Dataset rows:
☆ ☆ ☆ ☆
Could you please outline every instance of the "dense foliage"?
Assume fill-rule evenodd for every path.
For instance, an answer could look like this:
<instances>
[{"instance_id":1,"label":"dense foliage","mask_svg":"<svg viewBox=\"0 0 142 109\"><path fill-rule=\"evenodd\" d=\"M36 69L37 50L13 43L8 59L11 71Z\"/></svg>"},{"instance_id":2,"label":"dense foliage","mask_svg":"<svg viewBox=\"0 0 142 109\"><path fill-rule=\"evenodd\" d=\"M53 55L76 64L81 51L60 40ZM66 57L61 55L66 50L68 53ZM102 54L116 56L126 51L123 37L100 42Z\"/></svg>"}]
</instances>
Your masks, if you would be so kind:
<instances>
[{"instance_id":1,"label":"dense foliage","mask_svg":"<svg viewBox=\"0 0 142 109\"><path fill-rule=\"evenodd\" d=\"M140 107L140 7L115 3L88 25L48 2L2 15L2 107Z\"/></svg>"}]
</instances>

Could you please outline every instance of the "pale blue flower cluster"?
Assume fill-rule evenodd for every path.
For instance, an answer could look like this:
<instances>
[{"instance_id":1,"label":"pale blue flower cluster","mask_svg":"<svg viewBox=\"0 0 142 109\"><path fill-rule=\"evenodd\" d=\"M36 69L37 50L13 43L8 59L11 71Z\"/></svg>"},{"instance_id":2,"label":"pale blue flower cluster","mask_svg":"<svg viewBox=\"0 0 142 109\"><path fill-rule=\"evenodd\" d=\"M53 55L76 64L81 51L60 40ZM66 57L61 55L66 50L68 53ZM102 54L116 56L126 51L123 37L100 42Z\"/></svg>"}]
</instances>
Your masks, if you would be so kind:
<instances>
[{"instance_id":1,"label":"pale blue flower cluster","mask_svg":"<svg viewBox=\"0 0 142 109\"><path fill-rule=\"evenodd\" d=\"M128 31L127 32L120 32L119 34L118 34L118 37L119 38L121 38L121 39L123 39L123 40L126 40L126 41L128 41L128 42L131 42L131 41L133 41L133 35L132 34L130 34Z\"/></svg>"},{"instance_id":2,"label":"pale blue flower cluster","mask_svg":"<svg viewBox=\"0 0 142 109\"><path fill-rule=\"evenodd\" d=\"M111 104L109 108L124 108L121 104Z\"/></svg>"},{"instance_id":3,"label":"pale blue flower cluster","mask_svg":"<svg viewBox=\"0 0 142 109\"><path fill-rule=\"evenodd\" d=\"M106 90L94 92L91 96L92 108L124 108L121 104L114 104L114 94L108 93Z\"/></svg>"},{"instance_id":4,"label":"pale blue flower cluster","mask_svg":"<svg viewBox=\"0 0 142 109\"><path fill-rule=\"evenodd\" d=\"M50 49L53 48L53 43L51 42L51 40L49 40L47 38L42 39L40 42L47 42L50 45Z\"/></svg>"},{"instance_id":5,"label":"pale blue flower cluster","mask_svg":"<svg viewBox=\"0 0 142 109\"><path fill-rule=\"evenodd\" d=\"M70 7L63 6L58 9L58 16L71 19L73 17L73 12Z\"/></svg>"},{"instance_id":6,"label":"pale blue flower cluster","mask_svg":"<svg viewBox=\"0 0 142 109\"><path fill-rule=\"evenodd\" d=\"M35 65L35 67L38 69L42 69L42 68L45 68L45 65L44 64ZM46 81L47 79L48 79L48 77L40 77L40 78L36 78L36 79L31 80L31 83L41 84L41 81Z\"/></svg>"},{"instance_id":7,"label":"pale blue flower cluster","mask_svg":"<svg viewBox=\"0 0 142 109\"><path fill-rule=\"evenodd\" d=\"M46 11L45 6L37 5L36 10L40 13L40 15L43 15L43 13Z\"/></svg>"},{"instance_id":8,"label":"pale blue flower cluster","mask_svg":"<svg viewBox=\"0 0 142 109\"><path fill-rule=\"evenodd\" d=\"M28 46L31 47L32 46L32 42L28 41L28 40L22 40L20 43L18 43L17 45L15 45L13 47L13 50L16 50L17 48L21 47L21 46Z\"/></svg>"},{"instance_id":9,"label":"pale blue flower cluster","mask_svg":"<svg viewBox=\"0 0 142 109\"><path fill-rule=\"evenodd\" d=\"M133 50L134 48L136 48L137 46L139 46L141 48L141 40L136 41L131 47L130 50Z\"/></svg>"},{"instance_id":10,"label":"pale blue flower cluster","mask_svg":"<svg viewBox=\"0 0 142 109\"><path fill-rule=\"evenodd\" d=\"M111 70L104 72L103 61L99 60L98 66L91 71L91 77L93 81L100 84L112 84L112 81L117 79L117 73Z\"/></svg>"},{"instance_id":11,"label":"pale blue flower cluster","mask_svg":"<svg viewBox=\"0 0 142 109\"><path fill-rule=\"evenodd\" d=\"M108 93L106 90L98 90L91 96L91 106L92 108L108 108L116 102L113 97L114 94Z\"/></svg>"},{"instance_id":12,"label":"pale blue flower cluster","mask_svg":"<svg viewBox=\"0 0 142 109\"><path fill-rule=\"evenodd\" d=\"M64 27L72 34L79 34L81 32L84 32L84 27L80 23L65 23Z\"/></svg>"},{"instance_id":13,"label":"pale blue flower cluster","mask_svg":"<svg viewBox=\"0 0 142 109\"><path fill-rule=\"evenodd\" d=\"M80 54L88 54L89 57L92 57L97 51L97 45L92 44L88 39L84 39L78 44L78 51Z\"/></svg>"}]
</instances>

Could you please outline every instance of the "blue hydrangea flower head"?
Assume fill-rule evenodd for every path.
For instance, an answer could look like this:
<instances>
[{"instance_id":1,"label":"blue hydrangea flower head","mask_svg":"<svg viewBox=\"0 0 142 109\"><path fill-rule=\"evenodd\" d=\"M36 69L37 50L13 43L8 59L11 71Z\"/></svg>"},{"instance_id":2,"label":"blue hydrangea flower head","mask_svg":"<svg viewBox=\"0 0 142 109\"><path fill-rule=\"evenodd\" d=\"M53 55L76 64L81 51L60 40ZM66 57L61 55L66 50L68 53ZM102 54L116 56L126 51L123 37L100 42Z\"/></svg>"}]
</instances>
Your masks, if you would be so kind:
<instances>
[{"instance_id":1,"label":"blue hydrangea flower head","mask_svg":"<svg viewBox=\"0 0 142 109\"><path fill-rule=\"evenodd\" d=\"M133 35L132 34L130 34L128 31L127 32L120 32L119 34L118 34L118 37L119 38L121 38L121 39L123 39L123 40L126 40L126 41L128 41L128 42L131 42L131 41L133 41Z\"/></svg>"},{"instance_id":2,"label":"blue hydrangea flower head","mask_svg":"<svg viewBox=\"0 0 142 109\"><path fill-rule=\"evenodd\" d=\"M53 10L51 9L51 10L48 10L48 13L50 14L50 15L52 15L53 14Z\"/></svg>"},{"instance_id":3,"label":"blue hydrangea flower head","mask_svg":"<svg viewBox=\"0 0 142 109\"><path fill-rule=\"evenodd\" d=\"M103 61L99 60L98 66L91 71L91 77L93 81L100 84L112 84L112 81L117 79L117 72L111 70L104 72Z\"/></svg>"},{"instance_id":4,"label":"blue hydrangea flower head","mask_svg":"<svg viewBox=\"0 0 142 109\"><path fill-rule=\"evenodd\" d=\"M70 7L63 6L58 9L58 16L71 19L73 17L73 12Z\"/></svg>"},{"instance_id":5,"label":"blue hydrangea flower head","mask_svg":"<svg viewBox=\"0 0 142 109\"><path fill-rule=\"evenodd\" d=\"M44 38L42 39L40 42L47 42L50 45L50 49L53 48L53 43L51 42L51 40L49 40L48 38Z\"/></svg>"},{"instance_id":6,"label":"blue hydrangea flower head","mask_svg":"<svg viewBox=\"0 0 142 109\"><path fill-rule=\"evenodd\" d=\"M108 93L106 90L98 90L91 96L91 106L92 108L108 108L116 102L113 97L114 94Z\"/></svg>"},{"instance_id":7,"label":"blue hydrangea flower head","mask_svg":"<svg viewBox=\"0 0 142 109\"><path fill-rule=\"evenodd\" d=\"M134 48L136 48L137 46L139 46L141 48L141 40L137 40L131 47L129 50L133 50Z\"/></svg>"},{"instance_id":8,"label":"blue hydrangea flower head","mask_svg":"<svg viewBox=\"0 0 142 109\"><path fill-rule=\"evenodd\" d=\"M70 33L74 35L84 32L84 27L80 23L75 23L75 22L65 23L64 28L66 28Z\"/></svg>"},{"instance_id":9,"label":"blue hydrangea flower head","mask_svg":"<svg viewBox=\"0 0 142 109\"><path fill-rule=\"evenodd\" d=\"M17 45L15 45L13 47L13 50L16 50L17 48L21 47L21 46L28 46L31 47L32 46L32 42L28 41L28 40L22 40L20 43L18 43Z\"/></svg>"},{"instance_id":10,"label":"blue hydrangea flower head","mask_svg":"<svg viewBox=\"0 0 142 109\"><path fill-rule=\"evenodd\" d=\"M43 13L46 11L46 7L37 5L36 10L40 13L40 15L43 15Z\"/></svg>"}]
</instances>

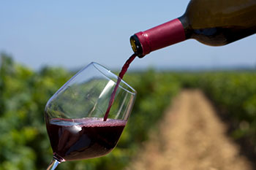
☆ ☆ ☆ ☆
WHAT YOU WILL DO: Gather every line of the entries above that contains the string "dense", matching case exactly.

FINISHED ANSWER:
Could you please outline every instance of the "dense foliage"?
[{"instance_id":1,"label":"dense foliage","mask_svg":"<svg viewBox=\"0 0 142 109\"><path fill-rule=\"evenodd\" d=\"M36 69L37 50L13 43L8 59L11 71Z\"/></svg>"},{"instance_id":2,"label":"dense foliage","mask_svg":"<svg viewBox=\"0 0 142 109\"><path fill-rule=\"evenodd\" d=\"M53 55L76 64L81 51L60 40ZM66 57L61 55L66 50L68 53ZM102 54L116 56L126 51L123 37L100 42Z\"/></svg>"}]
[{"instance_id":1,"label":"dense foliage","mask_svg":"<svg viewBox=\"0 0 142 109\"><path fill-rule=\"evenodd\" d=\"M140 107L140 7L115 3L88 25L48 2L2 15L2 107Z\"/></svg>"}]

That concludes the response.